• **Set task A**:
Rewrite the corned beef passage between "However, once I" and "came from Beverley.", inclusive, putting "pescatarian" in place of "vegetarian".
• **Set task B**:
Copy out the entries between the lines holding "Please trace the outline of every instance of the red" and "20 129 L 32", inclusive, with no changes.

Corned beef. Nice in a sandwich. Very appealing after a hard day’s work on a Kimberley cattle station, according to some Aboriginal friends of long ago. But, not exactly gourmet food, is it? Well actually, it IS served as a dinner party dish in our home. After some contextual filling, I will tell you how it’s done.

Maggie and I have very different memories of corned beef. An only child, she grew up with her parents and her maternal grandparents. Maggie’s grandmother was an excellent cook and one of her strengths was using economical ingredients to produce delicious food. Corned beef was one of those.

In my childhood home, corned beef was never served as a main meal; in fact, I believe that my mother never cooked it at all. From time to time, she would buy some slices of cooked corned beef from her butcher and make some sandwiches with it. And that was the sum total of my corned beef data pool.

Then, in my early 20s, a professor of Irish descent at my university, encouraged me to give it a try. I was soon hooked and it became one of my go-to-dishes during my undergraduate years of trying to eat well on a limited budget. (I served the beef with boiled potatoes and a gravy made by thickening the cooking liquid, including its pieces of carrot and onion, with some corn flour. Think Irish pub grub.)

However, once I entered the workforce, I could afford to be a bit of a food snob; I discarded corned beef in favour of slow-cooked gourmet braises – think osso bucco – and handsome roast dinners. And then I married a vegetarian.

Two decades later, Maggie brought the recipes of Beverley Sutherland-Smith into my life; Beverley has been one of the most revered cookery writers in our home city of Melbourne. In time, flicking through one of her books, we came across a recipe for corned beef, in which the boiled meat was finished off in an oven, basted with a citrus glaze. We liked the result very much and, although we have made various modifications, the core of the recipe came from Beverley.

Now, corned beef is often served with a hot mustard sauce, something with which Maggie was familiar. But my palate memory of side dishes was potato-dominant. So, we compromised and developed a version of potatoes dauphinoise infused with hot mustard and, more recently, a hint of grated garlic. To complete the plating, we add a green vegetable, eg beans. If you have access to some sweet carrots, they would go well too.

[Part of a data file]
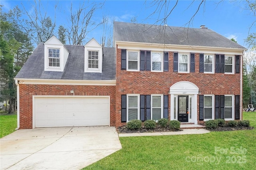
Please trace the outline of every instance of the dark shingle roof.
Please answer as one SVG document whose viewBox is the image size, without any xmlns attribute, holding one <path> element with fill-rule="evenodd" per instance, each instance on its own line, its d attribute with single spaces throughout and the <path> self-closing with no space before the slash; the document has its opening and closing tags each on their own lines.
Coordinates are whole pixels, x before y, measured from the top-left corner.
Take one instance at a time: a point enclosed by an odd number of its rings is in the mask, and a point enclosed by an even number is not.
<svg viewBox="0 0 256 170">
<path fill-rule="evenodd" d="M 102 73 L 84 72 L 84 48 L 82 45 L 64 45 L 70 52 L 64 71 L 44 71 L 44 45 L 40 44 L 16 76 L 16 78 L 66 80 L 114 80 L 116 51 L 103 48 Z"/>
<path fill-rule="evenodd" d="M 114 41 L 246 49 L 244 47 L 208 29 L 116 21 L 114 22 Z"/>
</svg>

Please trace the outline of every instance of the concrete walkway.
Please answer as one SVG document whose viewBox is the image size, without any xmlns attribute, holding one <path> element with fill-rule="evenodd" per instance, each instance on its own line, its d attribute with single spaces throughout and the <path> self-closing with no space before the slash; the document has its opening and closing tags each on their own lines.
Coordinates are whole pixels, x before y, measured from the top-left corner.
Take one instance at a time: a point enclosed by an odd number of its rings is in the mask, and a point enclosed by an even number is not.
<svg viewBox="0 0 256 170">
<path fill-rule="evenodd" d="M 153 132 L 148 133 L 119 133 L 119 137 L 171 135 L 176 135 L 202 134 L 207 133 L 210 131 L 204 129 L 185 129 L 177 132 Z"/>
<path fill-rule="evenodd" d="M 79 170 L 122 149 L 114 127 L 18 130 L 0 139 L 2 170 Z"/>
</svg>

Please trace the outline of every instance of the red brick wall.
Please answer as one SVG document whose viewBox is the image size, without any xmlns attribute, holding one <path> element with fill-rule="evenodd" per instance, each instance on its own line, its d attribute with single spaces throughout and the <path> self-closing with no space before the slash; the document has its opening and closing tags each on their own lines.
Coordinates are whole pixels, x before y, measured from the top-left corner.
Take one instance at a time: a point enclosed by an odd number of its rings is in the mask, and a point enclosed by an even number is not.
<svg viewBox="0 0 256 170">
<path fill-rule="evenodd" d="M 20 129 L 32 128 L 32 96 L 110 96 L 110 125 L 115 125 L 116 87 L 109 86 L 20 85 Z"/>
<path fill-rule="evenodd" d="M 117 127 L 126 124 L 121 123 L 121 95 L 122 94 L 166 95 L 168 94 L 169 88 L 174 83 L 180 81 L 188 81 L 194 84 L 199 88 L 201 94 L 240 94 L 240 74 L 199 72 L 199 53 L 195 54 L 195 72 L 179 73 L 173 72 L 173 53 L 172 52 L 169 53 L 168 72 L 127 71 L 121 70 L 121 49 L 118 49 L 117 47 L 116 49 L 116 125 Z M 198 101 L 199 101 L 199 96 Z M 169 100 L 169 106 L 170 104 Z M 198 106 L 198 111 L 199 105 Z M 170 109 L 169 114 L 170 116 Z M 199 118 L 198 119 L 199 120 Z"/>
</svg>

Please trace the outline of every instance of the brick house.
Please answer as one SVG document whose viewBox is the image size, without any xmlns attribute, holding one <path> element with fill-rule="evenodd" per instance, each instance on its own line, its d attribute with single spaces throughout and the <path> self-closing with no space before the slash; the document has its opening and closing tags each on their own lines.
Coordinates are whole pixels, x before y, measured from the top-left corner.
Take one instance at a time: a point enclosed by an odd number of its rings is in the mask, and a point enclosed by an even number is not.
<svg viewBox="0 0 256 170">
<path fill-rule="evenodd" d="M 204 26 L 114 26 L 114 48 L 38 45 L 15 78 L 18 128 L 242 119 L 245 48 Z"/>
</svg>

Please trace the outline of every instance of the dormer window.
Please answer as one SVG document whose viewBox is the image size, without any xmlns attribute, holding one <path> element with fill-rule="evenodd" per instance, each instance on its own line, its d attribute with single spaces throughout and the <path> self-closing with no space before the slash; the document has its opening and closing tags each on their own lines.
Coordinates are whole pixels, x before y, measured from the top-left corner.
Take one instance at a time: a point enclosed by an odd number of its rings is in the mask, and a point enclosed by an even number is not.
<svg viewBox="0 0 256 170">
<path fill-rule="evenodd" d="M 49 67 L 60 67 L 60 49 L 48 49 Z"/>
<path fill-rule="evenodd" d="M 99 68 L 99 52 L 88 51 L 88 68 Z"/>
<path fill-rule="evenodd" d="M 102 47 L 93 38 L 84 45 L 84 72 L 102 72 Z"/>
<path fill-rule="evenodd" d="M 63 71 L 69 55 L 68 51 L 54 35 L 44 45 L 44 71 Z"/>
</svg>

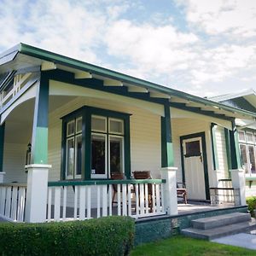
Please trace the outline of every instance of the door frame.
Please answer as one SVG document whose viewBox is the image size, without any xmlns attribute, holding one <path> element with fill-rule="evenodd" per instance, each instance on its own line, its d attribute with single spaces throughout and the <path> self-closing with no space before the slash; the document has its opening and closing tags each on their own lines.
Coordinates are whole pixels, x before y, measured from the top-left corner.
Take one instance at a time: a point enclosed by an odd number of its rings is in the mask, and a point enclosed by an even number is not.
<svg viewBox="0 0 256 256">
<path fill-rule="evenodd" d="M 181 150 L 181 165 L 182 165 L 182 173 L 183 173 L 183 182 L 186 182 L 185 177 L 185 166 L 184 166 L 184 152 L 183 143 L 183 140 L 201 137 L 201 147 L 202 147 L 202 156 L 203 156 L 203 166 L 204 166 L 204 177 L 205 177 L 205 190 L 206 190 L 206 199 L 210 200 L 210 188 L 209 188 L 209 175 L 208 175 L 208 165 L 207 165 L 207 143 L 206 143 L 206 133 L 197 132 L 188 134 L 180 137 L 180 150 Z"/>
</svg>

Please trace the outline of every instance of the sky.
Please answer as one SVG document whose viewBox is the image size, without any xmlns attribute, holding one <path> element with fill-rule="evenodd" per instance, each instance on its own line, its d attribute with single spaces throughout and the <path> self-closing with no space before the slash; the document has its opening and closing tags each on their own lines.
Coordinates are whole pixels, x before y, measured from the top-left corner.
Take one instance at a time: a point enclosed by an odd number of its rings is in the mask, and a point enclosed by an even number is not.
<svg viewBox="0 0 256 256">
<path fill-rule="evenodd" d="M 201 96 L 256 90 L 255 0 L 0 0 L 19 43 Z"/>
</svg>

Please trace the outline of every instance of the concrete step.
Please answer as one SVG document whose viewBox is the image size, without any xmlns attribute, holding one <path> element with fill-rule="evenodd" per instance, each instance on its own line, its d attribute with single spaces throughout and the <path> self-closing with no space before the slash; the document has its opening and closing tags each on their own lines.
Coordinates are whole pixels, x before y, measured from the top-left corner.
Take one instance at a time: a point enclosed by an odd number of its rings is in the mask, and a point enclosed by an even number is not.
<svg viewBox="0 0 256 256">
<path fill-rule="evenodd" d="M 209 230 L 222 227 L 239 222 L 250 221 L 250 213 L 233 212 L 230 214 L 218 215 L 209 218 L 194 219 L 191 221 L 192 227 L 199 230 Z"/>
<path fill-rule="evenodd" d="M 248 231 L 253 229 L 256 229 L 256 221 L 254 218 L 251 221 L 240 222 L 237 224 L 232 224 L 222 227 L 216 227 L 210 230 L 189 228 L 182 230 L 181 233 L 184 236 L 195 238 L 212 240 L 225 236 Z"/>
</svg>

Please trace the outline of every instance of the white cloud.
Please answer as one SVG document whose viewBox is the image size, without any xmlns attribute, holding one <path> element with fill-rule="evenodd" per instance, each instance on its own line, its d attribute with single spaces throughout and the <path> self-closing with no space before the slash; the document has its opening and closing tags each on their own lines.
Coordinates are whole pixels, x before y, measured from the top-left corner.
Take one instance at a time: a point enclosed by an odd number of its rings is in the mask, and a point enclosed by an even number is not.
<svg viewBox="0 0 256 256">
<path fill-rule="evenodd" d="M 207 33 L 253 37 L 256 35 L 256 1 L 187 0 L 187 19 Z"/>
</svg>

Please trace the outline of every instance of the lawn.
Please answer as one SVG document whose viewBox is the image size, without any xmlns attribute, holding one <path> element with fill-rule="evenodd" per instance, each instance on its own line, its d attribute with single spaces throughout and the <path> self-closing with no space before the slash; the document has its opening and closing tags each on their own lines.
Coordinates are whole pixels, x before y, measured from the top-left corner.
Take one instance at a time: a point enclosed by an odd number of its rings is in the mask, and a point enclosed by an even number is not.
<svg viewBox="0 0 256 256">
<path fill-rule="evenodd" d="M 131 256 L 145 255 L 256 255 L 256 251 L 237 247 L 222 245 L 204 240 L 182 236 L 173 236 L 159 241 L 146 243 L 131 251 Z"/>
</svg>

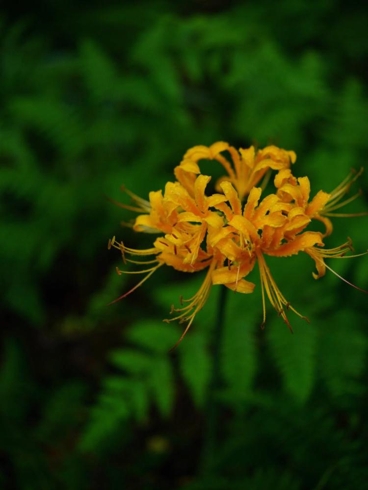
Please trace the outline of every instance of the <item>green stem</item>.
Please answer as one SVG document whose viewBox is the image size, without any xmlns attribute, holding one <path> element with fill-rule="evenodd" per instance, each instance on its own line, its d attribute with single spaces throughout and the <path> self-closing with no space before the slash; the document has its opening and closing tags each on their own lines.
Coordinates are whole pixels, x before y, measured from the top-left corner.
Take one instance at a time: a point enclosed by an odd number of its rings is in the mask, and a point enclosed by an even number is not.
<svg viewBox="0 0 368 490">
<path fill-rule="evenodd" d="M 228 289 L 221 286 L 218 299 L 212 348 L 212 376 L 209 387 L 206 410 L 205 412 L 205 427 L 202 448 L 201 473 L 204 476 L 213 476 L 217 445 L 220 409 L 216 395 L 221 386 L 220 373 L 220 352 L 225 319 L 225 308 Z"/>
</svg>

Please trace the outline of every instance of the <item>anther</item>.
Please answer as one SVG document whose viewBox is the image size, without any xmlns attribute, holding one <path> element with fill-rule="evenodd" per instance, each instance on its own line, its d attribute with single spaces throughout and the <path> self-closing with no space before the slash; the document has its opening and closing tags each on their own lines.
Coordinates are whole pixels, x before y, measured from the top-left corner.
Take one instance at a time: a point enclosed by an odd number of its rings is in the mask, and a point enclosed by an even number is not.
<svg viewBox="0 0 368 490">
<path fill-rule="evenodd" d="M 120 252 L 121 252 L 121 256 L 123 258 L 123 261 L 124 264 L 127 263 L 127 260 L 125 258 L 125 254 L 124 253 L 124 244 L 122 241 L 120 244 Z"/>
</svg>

• **Full answer A**:
However, once I entered the workforce, I could afford to be a bit of a food snob; I discarded corned beef in favour of slow-cooked gourmet braises – think osso bucco – and handsome roast dinners. And then I married a pescatarian.

Two decades later, Maggie brought the recipes of Beverley Sutherland-Smith into my life; Beverley has been one of the most revered cookery writers in our home city of Melbourne. In time, flicking through one of her books, we came across a recipe for corned beef, in which the boiled meat was finished off in an oven, basted with a citrus glaze. We liked the result very much and, although we have made various modifications, the core of the recipe came from Beverley.

• **Full answer B**:
Please trace the outline of every instance of the red brick wall.
Please answer as one SVG document whose viewBox is the image size, without any xmlns attribute, holding one <path> element with fill-rule="evenodd" per instance, each instance on its own line, its d attribute with single spaces throughout and the <path> self-closing with no space before the slash; the document has its opening and closing tags each on their own lines.
Coordinates are whole pixels, x before y, measured from the top-left corner.
Take one instance at a time: a point enclosed by an odd number of its rings is in the mask, and a point enclosed by an even number is not.
<svg viewBox="0 0 256 170">
<path fill-rule="evenodd" d="M 20 129 L 32 128 L 32 96 L 110 96 L 110 125 L 115 125 L 116 87 L 109 86 L 20 85 Z"/>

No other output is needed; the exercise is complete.